* _Task statement_
In the passage on Herodotus as the first Orientalist, which play does Saïd call the earliest Athenian play extant?

* _Supplied passage_
========================================================================

Herodotus, or the Contagion of Foreignness

HERODOTUS, FIRST ORIENTALIST ?

Part 2.2.3

Finding the first Orientalist is a matter of importance. It is aiming at discovering the roots of what became later a major part of world history, one that determined world dynamics in the recent centuries and, according to Saïd, still does today as an after-effect of colonialism and in the surviving forms of Orientalism. Finding the origin of Orientalism may also permit to unveil the most specific features of this attitude, in order to further the attempt of disintegrating it totally in today’s society. Herodotus, for the very simple fact that he was the first historian, as per western references, and therefore the first to provide broadly factual accounts of visits to foreign countries and commentaries on foreign cultures, would logically receive the infamous title of the first Orientalist.

What is Saïd’s view on the question? Even though Orientalism does not directly address antiquity, the ambition of his study is so vast that Ancient Greeks are naturally mentioned at several occasions. As early as in the introduction of the book, Saïd asserts that the Orientalist “belongs to a part of the earth with a definite history of involvement in the Orient almost since the time of Homer” (Said 2003, 11). The reference to Homer is further explored as Saïd explains: “Every writer on the Orient (and this is true even of Homer) assumes some Oriental precedent, some previous knowledge of the Orient” (20). Mentioning Homer, Aeschylus and Euripides, Saïd contends that the West/East distinction was already clear in Ancient Greece:

Consider first the demarcation between Orient and West. It already seems bold by the time of the Iliad. Two of the most profoundly influential qualities associated with the East appear in Aeschylus’s The Persians, the earliest Athenian play extant, and in The Bacchae of Euripides, the very last one extant (56)

In other words, according to Saïd, awareness of the East was already there in Archaic Greece (800-510 bc), when Homer wrote, and perhaps even before. Naturally, the lack of records makes any confirmation of this hypothesis impossible. References to Herodotus arrive only later, when Saïd argues:

From at least the second century B.C. on, it was lost on no traveler or eastward-looking and ambitious Western potentate that Herodotus – historian, traveler, inexhaustibly curious chronicler – and Alexander – king warrior, scientific conqueror – had been in the Orient before. The Orient was therefore subdivided into realms previously known, visited, conquered, by Herodotus and Alexander as well as their epigones … (58)

In a later portion of the text, he acknowledges in passing that the (Muslim) owners of Egypt “so impressed Herodotus” (175).

========================================================================

* _Information provided_
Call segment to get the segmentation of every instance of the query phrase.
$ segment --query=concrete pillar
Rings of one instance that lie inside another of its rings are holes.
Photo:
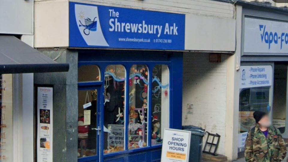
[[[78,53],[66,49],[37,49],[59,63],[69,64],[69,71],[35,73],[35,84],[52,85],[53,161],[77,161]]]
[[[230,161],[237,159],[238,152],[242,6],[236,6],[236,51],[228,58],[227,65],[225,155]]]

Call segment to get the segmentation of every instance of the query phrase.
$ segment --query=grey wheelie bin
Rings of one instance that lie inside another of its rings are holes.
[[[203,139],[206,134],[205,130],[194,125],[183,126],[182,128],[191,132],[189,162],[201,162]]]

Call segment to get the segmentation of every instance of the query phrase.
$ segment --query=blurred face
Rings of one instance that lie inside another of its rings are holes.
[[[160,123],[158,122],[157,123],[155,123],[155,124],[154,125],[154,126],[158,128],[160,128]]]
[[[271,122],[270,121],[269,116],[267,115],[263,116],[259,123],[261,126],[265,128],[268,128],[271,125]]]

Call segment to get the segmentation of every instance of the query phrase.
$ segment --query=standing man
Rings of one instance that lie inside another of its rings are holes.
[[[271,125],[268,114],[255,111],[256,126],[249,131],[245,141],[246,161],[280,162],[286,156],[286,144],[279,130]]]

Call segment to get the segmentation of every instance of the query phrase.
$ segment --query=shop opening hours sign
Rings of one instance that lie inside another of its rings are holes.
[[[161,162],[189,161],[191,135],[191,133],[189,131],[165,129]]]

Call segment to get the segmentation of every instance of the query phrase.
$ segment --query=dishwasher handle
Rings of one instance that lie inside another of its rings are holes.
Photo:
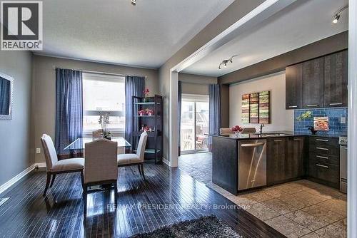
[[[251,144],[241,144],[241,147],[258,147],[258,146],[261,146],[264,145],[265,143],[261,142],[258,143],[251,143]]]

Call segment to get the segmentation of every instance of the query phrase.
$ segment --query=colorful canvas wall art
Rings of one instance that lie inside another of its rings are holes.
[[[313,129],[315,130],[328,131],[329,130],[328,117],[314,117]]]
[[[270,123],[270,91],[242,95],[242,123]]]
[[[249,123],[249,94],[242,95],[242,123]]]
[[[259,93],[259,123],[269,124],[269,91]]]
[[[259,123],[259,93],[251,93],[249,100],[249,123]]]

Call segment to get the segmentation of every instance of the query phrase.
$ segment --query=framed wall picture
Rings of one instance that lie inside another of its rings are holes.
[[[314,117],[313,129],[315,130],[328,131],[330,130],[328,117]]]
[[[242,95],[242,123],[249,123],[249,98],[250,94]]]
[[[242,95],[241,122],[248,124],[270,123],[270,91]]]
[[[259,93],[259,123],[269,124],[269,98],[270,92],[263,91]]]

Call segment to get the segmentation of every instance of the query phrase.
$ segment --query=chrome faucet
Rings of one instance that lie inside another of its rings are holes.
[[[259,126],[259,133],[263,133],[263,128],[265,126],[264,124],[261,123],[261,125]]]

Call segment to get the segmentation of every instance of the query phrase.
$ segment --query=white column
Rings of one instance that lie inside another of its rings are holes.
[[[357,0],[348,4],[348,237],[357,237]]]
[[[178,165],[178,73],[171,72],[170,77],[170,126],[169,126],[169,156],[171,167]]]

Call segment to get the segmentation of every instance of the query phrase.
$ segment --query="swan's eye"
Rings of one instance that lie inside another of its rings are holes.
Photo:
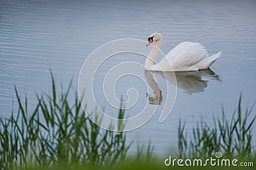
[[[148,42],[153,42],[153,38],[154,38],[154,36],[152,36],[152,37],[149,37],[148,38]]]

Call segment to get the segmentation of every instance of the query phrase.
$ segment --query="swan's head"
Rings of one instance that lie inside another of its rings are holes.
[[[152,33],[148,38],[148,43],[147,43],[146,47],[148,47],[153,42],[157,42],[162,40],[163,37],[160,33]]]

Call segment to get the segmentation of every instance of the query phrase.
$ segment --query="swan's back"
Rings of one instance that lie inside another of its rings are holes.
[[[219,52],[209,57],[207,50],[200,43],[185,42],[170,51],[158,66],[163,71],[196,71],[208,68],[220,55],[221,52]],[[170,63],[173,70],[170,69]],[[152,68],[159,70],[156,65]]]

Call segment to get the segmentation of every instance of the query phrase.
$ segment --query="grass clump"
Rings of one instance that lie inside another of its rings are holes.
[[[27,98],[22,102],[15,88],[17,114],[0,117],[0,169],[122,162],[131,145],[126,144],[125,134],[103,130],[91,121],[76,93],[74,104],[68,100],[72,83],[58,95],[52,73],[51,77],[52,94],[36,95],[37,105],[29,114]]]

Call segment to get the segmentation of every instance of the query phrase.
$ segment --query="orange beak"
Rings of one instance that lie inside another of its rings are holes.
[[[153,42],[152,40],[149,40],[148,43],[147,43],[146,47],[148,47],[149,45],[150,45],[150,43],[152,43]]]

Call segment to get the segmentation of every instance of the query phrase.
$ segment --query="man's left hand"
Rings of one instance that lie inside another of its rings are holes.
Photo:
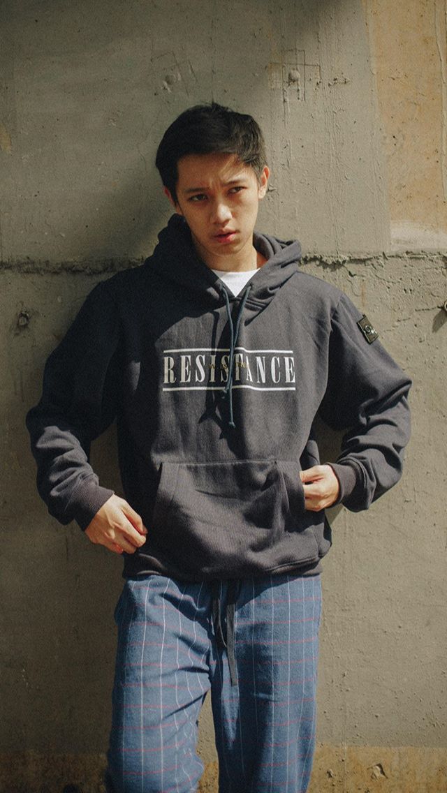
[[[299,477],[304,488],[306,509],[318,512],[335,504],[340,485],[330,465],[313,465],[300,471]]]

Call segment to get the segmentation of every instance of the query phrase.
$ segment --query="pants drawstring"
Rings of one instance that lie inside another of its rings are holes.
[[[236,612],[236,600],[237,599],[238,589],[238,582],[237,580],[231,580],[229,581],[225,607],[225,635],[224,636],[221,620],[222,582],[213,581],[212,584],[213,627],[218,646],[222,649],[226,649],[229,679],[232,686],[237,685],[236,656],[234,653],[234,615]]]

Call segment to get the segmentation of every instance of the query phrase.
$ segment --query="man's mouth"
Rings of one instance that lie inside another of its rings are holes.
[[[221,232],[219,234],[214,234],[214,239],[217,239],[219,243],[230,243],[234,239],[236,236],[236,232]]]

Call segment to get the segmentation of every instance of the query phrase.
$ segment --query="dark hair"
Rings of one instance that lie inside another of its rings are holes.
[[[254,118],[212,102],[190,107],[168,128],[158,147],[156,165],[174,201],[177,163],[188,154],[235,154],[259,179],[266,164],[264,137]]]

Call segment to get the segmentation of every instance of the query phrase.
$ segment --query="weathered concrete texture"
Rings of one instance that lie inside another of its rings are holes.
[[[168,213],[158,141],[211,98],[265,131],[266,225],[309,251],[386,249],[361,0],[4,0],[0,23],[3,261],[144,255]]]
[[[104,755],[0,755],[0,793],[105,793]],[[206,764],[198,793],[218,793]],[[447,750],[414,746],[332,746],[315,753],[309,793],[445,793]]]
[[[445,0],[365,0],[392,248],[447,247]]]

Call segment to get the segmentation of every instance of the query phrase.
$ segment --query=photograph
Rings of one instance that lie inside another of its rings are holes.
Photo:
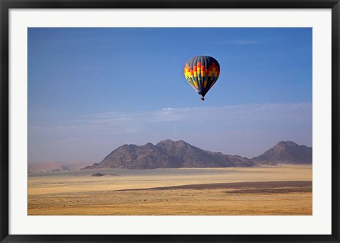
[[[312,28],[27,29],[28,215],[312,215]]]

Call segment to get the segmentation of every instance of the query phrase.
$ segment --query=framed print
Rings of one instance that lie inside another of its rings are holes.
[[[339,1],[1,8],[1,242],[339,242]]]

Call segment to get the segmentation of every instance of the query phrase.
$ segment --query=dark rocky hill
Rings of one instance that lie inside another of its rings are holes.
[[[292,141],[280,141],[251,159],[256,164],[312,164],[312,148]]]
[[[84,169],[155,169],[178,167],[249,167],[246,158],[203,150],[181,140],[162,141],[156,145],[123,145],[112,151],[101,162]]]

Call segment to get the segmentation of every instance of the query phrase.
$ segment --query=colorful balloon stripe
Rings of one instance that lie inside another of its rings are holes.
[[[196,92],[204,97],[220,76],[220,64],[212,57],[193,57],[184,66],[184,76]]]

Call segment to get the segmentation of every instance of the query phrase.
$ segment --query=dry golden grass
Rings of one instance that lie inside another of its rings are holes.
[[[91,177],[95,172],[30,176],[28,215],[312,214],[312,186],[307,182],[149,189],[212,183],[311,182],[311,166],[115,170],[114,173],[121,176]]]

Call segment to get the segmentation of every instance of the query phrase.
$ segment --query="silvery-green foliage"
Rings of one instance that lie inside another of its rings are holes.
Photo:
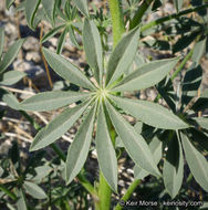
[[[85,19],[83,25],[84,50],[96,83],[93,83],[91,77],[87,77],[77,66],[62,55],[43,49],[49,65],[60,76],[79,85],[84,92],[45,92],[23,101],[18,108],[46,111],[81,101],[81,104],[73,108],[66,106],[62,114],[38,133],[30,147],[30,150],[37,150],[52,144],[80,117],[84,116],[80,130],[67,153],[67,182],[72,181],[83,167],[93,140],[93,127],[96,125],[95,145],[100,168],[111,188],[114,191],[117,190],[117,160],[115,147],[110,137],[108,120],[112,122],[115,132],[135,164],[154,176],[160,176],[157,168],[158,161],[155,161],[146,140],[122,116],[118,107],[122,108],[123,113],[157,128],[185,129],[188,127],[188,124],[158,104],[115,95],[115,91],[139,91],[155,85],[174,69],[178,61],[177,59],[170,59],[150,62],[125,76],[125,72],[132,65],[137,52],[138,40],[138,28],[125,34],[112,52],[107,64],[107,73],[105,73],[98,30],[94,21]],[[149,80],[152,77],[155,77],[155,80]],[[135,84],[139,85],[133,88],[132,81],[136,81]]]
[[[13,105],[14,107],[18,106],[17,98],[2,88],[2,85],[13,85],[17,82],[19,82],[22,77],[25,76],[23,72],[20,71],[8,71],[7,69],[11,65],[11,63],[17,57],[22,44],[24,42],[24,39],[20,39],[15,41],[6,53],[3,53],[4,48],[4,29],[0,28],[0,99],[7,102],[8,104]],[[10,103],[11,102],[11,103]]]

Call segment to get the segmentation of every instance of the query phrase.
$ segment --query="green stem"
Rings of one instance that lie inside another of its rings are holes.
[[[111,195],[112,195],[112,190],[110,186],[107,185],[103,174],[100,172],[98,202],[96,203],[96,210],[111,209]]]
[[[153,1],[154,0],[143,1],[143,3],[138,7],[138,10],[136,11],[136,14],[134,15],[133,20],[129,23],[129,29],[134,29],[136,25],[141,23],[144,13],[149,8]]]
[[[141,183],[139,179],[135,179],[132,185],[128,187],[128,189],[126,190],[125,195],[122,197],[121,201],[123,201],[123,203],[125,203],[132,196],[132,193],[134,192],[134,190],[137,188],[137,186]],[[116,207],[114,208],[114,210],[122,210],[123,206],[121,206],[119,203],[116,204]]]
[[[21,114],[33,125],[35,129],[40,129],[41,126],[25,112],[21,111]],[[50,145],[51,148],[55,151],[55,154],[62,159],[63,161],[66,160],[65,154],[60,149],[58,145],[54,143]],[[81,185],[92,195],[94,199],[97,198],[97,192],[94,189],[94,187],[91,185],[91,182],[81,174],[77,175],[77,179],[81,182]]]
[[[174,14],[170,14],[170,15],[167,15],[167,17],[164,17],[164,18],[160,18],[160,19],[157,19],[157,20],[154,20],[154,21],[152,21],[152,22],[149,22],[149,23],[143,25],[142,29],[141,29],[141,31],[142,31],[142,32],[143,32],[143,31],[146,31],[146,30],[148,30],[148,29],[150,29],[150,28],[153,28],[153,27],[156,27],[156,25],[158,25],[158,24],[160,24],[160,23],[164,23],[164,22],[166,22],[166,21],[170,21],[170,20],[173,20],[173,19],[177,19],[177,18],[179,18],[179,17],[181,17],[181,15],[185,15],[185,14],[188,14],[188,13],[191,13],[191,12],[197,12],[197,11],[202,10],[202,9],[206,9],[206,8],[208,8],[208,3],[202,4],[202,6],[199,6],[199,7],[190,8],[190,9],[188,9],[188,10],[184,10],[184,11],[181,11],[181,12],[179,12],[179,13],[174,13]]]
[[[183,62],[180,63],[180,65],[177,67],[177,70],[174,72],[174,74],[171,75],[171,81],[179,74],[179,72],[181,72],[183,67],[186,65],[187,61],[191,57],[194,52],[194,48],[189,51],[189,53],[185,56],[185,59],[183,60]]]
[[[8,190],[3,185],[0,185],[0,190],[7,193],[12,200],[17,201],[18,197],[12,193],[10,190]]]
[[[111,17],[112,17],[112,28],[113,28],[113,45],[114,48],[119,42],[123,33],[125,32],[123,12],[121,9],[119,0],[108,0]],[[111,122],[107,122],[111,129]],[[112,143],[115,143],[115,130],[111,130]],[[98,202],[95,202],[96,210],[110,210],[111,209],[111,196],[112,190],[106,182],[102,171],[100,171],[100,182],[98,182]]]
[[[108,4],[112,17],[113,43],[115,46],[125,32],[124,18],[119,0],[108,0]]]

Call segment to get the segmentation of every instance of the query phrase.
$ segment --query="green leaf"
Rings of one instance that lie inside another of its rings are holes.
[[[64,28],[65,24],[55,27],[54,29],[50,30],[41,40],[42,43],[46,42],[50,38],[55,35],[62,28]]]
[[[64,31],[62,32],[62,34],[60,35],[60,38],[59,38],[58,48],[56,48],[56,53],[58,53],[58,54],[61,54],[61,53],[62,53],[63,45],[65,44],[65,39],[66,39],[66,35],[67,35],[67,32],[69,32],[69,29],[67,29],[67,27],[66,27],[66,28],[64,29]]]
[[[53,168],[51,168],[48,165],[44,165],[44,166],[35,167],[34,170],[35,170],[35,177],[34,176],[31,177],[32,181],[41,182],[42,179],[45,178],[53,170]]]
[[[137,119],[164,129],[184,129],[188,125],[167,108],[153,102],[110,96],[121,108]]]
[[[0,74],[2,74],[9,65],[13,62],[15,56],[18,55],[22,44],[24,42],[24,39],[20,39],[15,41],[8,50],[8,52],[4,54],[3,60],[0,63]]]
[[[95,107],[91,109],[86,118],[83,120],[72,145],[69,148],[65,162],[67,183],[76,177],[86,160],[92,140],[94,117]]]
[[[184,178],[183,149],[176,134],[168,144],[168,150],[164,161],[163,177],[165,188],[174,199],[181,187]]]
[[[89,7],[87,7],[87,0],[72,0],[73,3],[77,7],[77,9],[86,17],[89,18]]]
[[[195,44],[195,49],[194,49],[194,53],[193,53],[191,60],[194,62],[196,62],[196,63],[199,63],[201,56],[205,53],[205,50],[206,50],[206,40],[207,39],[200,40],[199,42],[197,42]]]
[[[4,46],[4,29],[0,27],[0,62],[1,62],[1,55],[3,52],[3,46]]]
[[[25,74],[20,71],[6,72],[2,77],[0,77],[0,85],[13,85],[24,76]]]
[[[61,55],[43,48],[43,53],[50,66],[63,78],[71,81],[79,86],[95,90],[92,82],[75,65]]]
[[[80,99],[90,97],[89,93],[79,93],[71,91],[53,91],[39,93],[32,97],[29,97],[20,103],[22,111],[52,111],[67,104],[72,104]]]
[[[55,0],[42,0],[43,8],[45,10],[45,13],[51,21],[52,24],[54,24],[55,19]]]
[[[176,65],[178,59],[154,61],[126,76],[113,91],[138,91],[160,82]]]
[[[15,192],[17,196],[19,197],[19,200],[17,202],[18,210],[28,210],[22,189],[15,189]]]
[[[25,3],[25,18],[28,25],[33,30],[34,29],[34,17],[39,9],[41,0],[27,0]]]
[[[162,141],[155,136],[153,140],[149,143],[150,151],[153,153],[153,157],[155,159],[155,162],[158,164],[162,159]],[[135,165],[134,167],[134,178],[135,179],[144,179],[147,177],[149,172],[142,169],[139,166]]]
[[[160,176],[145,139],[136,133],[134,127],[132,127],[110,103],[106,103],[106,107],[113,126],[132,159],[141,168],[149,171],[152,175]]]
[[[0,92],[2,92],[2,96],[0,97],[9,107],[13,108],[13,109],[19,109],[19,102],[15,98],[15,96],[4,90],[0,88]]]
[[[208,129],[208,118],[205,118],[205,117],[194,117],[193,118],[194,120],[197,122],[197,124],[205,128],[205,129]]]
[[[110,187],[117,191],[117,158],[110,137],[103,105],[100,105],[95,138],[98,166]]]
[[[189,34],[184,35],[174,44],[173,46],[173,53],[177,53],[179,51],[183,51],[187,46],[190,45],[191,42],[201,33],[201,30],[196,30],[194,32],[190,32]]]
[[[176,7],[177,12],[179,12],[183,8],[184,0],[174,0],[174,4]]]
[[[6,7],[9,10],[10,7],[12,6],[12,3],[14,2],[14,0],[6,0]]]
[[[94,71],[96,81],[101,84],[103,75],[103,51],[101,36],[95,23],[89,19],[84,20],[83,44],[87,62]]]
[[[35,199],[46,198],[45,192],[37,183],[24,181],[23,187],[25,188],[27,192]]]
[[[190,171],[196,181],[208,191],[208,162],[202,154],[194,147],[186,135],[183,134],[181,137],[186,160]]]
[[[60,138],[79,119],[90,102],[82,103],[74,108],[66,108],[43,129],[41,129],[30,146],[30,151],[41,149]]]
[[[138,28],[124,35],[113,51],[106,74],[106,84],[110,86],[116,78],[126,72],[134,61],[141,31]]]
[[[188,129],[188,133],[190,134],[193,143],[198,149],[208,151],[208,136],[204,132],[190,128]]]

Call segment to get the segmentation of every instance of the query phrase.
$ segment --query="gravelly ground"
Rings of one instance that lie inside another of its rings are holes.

========================================================================

* _Reply to the task_
Aeschylus's The Persians